TUGAS LATIHAN 1 — Susun catatan di bawah, mulai dari baris yang memuat "Can you find the person in white" sampai akhir catatan, menjadi CSV dua kolom bernama teks dan jawaban. Buat satu baris per entri. Letakkan setiap isian dalam tanda kutip, dan ganti jeda baris dengan spasi.

KUTIPAN TEKS —
____

Selasa, 29 Oktober 2019

Makalah Dinasti Fatimiyyah


BAB I
PENDAHULUAN

A.    Latar Belakang
Tidak dapat dipungkiri sesungguhnya perkembangan intlektual yang berkembang dan berjaya sekarang di Barat berasal dari ilmuwan-ilmuwan Islam melalui sarana penerjemahan pengetahuan dari bahasa Arab ke bahasa latin yang kemudian tersebar ke Eropa. Dengan demikian selama ini para sejarawan memang menutupi usaha pengembangan inteelektual yang telah dilakukan para ilmuwan muslim pada masa kejayaan dan keemasan kebudayaan kerajaan Islam. Di antara kerajaan Islam yang banyak menghasilkan ilmuwan muslim adalah Dinasti Fatimiyah (295-555 H/908-1171 M). Pada zaman ini dihasilkan ulama-ulama besar seperti tokoh-tokoh imam Mazhab, Tasawuf, dan Filsafat. Dalam tulisan ini selanjutnya akandipaparkan kemajuan intelektual yang berkembang pada masa kejayaan Islam khususnya Dinasti Fatimiyah

B.     Rumusan Masalah

  1.   1. Bagaimana sejarah berdirinya Dinasti Fathimiyah?
  2.   2. Bagaimana perkembangan dan kemajuan Dinasti Fathimiyah? 
  3.       Bagaimana puncak kejayaan Dinasti Fathimiyah?
  4.       Apa saja faktor penyebab kemunduran dan runtuhnya Dinasti Fatmiyah?





BAB II
PEMBAHASAN

A.    Sejarah Munculnya Dinasti Fatimiyah
Dinasti Fatimiyah adalah salah satu dari Dinasti Syiah dalam sejarah Islam. Dinasti ini didirikan di Tunisia pada tahun 909 M. sebagai tandingan bagi penguasa dunia muslim saat itu yang terpusat di Baghdad, yaitu bani Abbasiyah. Dinasti Fatimiyah didirikan oleh Sa’id ibn Husain, kemungkinan keturunan pendiri kedua sekte Islamiyah. Berakhirnya kekuasaan Daulah Abbasiyah di awal abad kesembilan ditandai dengan munculnya disintegrasi wilayah. Di berbagai daerah yang selama ini dikuasai, menyatakan melepaskan diri dari kekuasaan pemerintah di Baghdad dan membentuk daulah-daulah kecil yang berdiri sendiri (otonom). Di bagian timur Baghdad, muncul dinasti Tahiriyah, Saariyah, Samaniyah, Gasaniyah, Buwaihiyah, dan Bani Saljuk. Sementara ini di bagian barat, muncul dinasti Idrisiyah, Aglabiyah, Tuluniyah, Fatimiyah, Ikhsidiyah, dan Hamdaniyah.[1]
Dinasti Fatimiyah atau disebut juga al-Fathimiyyun adalah satu-satunya dinasti Syi’ah dalam Islam yang penamaannya dinisbatkan kepada Fatimah al-Zahra, putri nabi Muhammad Saw. Kebangkitan dinasti ini berasal dari suatu tempat yang kini dikenal sebagai Tunisia (Ifriqiyya).

____

[Daftar data]
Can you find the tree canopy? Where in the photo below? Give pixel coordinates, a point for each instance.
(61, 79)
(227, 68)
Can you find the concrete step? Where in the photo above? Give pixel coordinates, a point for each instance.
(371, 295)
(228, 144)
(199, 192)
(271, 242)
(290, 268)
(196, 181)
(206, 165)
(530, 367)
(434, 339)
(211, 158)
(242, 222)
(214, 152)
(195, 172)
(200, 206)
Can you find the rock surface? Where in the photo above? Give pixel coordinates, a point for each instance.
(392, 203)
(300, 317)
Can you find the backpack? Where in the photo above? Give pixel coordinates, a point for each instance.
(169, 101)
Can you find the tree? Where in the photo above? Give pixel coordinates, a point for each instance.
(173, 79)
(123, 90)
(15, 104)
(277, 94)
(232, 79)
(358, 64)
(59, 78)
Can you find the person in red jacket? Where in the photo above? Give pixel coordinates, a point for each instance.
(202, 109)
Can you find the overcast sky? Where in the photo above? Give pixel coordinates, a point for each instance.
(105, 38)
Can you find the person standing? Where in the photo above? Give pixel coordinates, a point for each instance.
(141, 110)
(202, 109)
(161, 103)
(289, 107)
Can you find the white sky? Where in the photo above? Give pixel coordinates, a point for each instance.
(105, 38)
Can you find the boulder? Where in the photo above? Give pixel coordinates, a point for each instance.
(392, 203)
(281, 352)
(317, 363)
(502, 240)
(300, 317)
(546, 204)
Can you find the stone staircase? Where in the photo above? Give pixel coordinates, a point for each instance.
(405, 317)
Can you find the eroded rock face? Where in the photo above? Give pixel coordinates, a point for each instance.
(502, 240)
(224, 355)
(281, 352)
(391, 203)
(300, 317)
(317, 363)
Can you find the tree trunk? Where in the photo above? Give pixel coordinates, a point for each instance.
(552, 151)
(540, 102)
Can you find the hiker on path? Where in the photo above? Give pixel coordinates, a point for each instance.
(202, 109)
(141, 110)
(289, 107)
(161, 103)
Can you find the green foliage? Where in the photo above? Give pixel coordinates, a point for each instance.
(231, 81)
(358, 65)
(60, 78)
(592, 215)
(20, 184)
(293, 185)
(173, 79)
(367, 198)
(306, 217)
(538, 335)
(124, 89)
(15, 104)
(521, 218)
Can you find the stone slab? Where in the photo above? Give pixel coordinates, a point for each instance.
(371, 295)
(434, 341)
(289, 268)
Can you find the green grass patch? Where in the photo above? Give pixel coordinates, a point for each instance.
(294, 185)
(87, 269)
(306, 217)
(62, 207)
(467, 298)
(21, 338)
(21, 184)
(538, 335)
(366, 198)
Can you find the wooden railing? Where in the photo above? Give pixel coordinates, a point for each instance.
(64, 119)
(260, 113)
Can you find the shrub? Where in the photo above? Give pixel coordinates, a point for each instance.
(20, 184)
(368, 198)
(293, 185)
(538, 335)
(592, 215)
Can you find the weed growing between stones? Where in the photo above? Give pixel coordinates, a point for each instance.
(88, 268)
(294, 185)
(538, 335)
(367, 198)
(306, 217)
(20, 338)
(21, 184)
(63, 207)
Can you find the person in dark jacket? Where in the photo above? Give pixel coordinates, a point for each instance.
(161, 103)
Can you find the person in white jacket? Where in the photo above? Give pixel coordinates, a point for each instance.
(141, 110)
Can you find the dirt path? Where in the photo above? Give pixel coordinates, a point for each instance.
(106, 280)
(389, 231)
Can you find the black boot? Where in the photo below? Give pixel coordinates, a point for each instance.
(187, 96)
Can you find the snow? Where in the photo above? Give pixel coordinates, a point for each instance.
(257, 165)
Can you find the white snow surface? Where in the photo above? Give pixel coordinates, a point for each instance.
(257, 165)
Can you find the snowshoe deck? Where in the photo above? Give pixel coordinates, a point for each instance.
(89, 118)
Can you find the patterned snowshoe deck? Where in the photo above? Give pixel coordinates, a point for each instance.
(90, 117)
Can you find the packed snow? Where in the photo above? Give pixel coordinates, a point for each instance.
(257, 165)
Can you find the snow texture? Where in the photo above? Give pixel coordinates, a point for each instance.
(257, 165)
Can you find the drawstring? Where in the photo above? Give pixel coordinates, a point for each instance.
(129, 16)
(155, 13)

____

TUGAS LATIHAN 2 — Bisakah Anda menulis ulang bagian makalah tentang Dinasti Fatimiyah mulai dari "2.   2. Bagaimana" sampai "runtuhnya Dinasti Fatmiyah?", dengan "puncak kejayaan" diganti menjadi "masa keemasan"?

JAWABAN BENAR 1 —
teks,jawaban
"Can you find the person in white jacket? Where in the photo above? Give pixel coordinates, a point for each instance.","(141, 110)"
"Can you find the dirt path? Where in the photo above? Give pixel coordinates, a point for each instance.","(106, 280) (389, 231)"
"Can you find the black boot? Where in the photo below? Give pixel coordinates, a point for each instance.","(187, 96)"
"Can you find the snow? Where in the photo above? Give pixel coordinates, a point for each instance.","(257, 165)"
"Can you find the white snow surface? Where in the photo above? Give pixel coordinates, a point for each instance.","(257, 165)"
"Can you find the snowshoe deck? Where in the photo above? Give pixel coordinates, a point for each instance.","(89, 118)"
"Can you find the patterned snowshoe deck? Where in the photo above? Give pixel coordinates, a point for each instance.","(90, 117)"
"Can you find the packed snow? Where in the photo above? Give pixel coordinates, a point for each instance.","(257, 165)"
"Can you find the snow texture? Where in the photo above? Give pixel coordinates, a point for each instance.","(257, 165)"
"Can you find the drawstring? Where in the photo above? Give pixel coordinates, a point for each instance.","(129, 16) (155, 13)"

JAWABAN BENAR 2 —
2.   2. Bagaimana perkembangan dan kemajuan Dinasti Fathimiyah? 
  3.       Bagaimana masa keemasan Dinasti Fathimiyah?
  4.       Apa saja faktor penyebab kemunduran dan runtuhnya Dinasti Fatmiyah?